Trecho do texto:
20 de dezembro de 2008
E é como se pudesse estar outra vez em cada traço conversa sombra muda. Do sem-palavra, dedilho lágrimas desencontradas.
Copiosa e o cálice, avariada e o grito, falto foto tempo sopro.
Falto-me, falto-te-, faltamo-nos.
Eu e o tempo, que desatinado encontro, que melancólico encontro de quadros fora de lugar, um obrar em suaves acordes de um primeiro movimento incessante.
Espalho-me em riscos imagens rubores. É de uma nostalgia viva como o discreto ventilar das persianas, de um sopro íntimo como o espelho
do avesso.
Nós, outros. Eu, lá em tanto, em fins e nós em
tantos.
Toca-me, toco-te, tocamo-nos.
Da revelia oca, (des)ato.
Pinto-me. São impostergáveis nuances-cortes-gotas, antecipo as marcas, cheiro outra vez o descompasso desta hiância, quis agarrar daquele ensejo um segundo tão breve que pronto.
Que é de um não cansar. Não
entrar.
Que é arquitetada por insana recorrência de linhas fugitivas.
Tão minha como nada.
Tão nada como pudera.
Tão ponte como sensata.
Tão ata como dissera.
Tão fome como
Palco.
11 de dezembro de 2008
Há momentos em que,
de tão vida,
do poema resta
seu ensejo.
7 de dezembro de 2008
Porque estaremos a postos, como sempre, no alento incondicional - "de pé, a pé, sem hesitar". Porque este amor é infinito - e Imortal.
E que me enche de orgulho, ainda que a estrada seja adversa. Sempre o é. Afinal de contas, "vivemos de loucura".
Ainda e sempre: O SENTIMENTO NÃO SE TERMINA!

Extrato da listagem:
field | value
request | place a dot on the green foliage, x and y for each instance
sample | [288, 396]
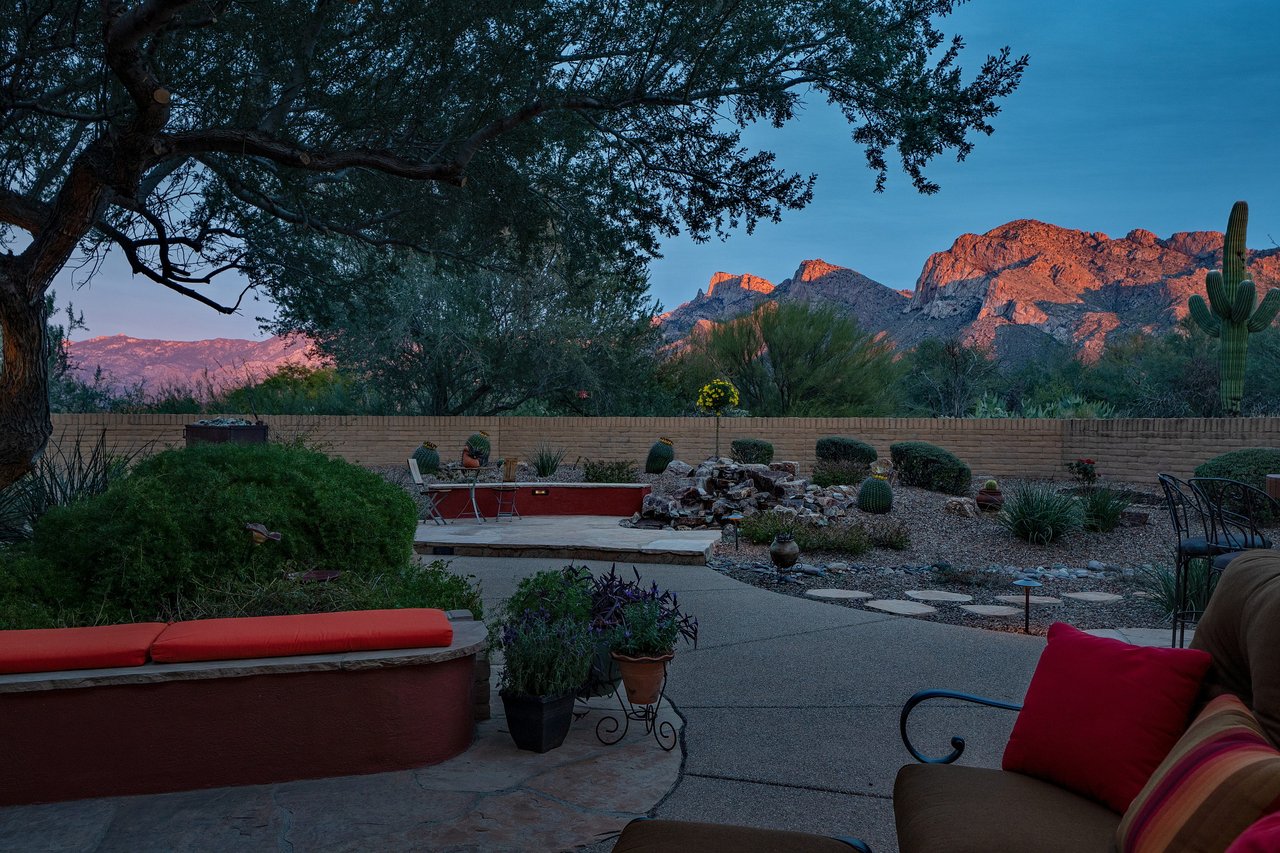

Exercício escrito 1:
Com base no texto, responda:
(a) Que data acompanha a entrada que começa com "Há momentos em que"?
(b) Na entrada de 7 de dezembro de 2008, o que é descrito como "infinito - e Imortal"?
(c) Que frase, escrita em maiúsculas, encerra o texto?
Exercício escrito 2: Escreva a parte seguinte do texto poético datado de dezembro de 2008, a partir da última frase dele.
A listagem foi tirada de outra fonte.

Resposta escrita 1:
(a) 11 de dezembro de 2008.
(b) Este amor.
(c) "O SENTIMENTO NÃO SE TERMINA!"

Resposta escrita 2:
6 de dezembro de 2008
I. Rua Sergipe, 512: cheiros, texturas, tão precisos tal como há pouco, tão frescos como o café que acabo de passar. E de tal intensidade que as palavras parecem muito humildes em recompor a sutileza das narrativas.
5 de dezembro de 2008
Parto letras, ainda ontem. Meu tempo se (me) assombra. Assopro cautelosamente as lembranças, ali a revolutear meus devaneios, a fazer brotar gotas nos olhos-cansados-da-noite-mal-dormida, a desassossegar as previsibilidades desta sexta-feira à noite. É de um silêncio mais ruidoso que todos os barulhos do mundo, de uma vontade mais fluida que todos os compassos, de sombras mais nítidas que todos os contornos. Já não e ainda, quase posso apalpar com a ponta dos dedos: palavra-corpo, palavra-palavra, palavra-tão-palavra.
23 de novembro de 2008
K.
1. Depois de longo engasgo, vomitou-se. Já não suportava o sacolejar, soçobrava dos fétidos odores, a respiração já não alcançava. Nem lápis nem papel à mão, o suor escorrendo entre as pernas, o banco como que se derretia, era plástico e suor e cheiro de gente. Para não aspirar poeira, cerrou os olhos. Queria voltar, não lhe agradavam as fugacidades, mas quando dava por conta, e às vezes nem dava, estava com a velha mala aprumada de seus poucos pertences, a parada do ônibus já atafulhada às cinco da manhã. Nem leite ainda e já vida mesma, nem calor ainda, e ela já indo, nem pra onde, nem pra quando, nem por nada.
2. Perdera a noção das horas, desejava apenas dormir conforme o sono, comer conforme a fome, ignorando totalmente a massa de passageiros e seus hábitos e horários e conformidades. Era isso, K. não se conformava nem se confortava. E o olho abriu assim de susto, como cegueira de quando a gente vê tanto que de tão perto não fica cor nenhuma.
3. Alguns retornos mais e surgiu uma brisa boa, até conseguia, com certo esforço, encontrar a grama ou a terra seca. Já podia pensar, pensava. Que faltava algo ali de dentro, e por isto ela não alcançava o de fora, e tinha de ir sempre pro mais longe que podia, sem nunca poder saber se mesmo o passado de tão pertinho podia resplandecer de novo, nem mesmo o passado mais de perto, que de tão agora nem foi ainda.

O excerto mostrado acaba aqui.